Task details: Swap "license plate" for "number plate" in the records from the line containing "Where in this photo can the firefighter" through the last line, and give back only those lines with everything else unchanged.

------------------------------

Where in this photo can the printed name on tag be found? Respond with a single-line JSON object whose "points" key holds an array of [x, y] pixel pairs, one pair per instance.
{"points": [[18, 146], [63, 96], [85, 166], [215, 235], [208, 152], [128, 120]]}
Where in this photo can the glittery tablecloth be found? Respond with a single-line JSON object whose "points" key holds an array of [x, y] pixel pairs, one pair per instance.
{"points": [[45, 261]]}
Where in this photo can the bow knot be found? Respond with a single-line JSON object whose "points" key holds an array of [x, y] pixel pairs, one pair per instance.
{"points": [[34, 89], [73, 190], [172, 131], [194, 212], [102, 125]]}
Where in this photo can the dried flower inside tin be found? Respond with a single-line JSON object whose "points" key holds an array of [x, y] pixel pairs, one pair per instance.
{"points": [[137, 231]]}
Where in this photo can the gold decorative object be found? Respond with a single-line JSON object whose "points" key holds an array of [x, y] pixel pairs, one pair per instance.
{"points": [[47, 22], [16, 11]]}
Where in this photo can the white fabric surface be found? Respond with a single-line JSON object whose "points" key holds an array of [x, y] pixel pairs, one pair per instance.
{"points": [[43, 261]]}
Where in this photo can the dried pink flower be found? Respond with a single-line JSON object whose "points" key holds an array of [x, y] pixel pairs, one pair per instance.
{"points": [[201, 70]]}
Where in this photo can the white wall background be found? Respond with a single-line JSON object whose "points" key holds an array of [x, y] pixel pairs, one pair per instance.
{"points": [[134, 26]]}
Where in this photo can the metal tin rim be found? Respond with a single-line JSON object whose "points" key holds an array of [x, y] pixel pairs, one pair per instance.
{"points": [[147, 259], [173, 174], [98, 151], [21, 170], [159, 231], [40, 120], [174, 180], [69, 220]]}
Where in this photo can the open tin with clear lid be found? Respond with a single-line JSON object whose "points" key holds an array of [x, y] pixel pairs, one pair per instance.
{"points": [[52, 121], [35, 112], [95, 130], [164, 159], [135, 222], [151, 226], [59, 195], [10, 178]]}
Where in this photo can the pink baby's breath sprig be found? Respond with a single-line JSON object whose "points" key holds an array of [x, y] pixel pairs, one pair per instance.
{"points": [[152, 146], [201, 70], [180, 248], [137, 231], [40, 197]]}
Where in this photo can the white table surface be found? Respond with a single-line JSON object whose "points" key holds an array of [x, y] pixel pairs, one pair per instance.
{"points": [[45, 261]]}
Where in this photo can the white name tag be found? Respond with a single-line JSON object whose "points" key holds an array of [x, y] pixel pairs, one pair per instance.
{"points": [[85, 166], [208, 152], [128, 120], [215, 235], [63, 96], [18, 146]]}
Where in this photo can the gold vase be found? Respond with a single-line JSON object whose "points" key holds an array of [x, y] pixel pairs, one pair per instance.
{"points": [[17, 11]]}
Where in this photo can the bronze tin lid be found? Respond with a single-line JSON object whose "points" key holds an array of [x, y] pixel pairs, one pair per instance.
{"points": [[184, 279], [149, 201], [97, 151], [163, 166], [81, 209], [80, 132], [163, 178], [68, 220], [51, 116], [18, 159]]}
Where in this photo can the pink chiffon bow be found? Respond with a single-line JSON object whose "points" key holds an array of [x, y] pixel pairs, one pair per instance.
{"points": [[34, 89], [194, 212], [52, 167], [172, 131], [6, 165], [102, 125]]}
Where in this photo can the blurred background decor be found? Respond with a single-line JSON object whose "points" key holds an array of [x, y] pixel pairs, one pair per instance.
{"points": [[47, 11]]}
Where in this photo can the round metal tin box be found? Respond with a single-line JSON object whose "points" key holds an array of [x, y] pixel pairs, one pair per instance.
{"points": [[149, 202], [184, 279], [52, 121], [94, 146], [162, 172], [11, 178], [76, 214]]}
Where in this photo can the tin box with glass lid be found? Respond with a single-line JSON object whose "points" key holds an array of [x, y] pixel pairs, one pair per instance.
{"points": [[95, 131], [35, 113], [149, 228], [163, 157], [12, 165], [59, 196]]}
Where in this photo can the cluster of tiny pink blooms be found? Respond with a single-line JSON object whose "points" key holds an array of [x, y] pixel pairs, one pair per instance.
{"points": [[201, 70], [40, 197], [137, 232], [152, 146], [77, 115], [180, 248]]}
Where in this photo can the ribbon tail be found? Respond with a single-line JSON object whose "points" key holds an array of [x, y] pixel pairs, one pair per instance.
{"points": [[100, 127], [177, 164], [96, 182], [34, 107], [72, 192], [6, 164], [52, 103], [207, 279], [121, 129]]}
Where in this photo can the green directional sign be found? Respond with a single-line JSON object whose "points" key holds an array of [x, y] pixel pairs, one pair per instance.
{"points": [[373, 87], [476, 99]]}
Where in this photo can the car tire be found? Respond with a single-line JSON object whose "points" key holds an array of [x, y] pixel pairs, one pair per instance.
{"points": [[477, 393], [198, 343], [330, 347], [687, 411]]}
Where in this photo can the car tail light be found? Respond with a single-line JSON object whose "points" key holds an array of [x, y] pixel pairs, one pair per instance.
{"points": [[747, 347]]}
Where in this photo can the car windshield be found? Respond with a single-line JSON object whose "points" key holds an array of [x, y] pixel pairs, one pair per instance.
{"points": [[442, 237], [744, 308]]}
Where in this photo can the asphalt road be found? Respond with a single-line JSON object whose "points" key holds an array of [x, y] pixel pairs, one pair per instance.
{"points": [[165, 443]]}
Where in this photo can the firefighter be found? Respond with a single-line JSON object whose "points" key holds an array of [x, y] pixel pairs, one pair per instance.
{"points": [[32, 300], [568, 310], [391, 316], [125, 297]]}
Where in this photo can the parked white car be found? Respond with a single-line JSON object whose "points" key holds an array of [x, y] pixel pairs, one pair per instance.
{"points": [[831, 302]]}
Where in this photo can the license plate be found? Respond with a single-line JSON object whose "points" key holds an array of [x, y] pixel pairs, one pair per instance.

------------------------------

Expected answer:
Where in this photo can the firefighter be found? Respond with a single-line JSON object whose "points" key holds an array of [x, y] pixel pairs, one pair per instance.
{"points": [[32, 300], [568, 310], [391, 316], [125, 297]]}
Where in this photo can the parked white car be found? Respond with a single-line JSON object whose "points" key holds an array of [x, y] pixel pairs, one pair per instance.
{"points": [[831, 302]]}
Where in this photo can the number plate be found? Respond with a single-line JSON object whose "points" key holds an array of [x, y] pixel pairs, one pair per instance.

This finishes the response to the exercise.